▼

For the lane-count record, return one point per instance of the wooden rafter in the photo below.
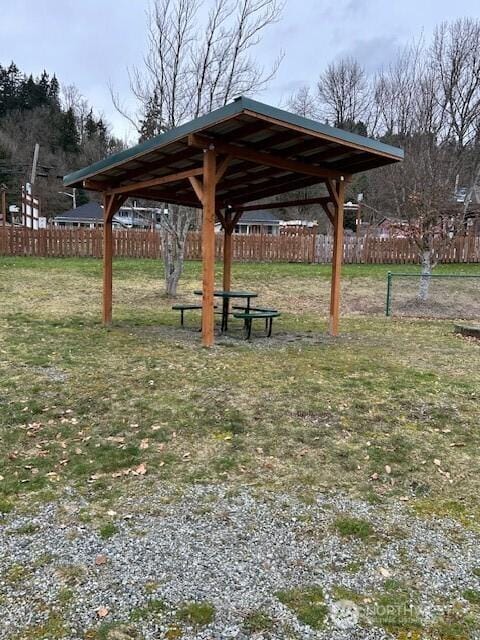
(197, 187)
(156, 182)
(222, 168)
(260, 157)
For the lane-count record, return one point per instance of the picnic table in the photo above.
(226, 296)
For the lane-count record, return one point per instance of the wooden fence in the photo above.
(305, 246)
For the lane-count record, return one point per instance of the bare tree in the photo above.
(343, 90)
(429, 103)
(195, 63)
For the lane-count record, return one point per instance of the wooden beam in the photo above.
(156, 182)
(222, 168)
(328, 213)
(222, 218)
(260, 157)
(197, 187)
(111, 204)
(284, 204)
(208, 247)
(337, 259)
(273, 187)
(331, 187)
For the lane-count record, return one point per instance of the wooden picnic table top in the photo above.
(229, 294)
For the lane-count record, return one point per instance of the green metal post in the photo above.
(388, 307)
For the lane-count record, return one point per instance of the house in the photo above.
(258, 222)
(295, 224)
(90, 216)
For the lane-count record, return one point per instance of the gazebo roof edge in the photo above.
(238, 106)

▲

Put every line of the data above into a JSON list of strings, one string per line, skipping any blank lines. Leave the picture out of the list.

(In response):
[
  "For the lane-count record, return one point per instance of the wooden rafter in the photo below.",
  "(197, 187)",
  "(156, 182)",
  "(222, 168)",
  "(260, 157)",
  "For the lane-count record, return one point per instance of the picnic table in the photo above.",
  "(226, 296)",
  "For the lane-count record, return one point per instance of the wooden fence in the photo above.",
  "(305, 246)",
  "For the lane-count record, return one point per instance of the bare tree in the photo above.",
  "(343, 90)",
  "(429, 103)",
  "(195, 63)",
  "For the lane-count record, return one point per instance of the wooden beam in the photo above.",
  "(156, 182)",
  "(222, 168)",
  "(328, 213)",
  "(222, 218)",
  "(260, 157)",
  "(197, 187)",
  "(111, 204)",
  "(284, 204)",
  "(208, 247)",
  "(337, 259)",
  "(273, 187)",
  "(331, 187)",
  "For the lane-count record, return one point per instance of the wooden picnic table top in the photo above.",
  "(229, 294)",
  "For the lane-count record, return one point per instance of the green metal post in the photo above.",
  "(388, 307)",
  "For the lane-count record, return one point per instance of the house in the photo above.",
  "(258, 222)",
  "(295, 224)",
  "(90, 216)",
  "For the lane-count record, return one point per instance of the gazebo roof edge in the photo above.",
  "(238, 106)"
]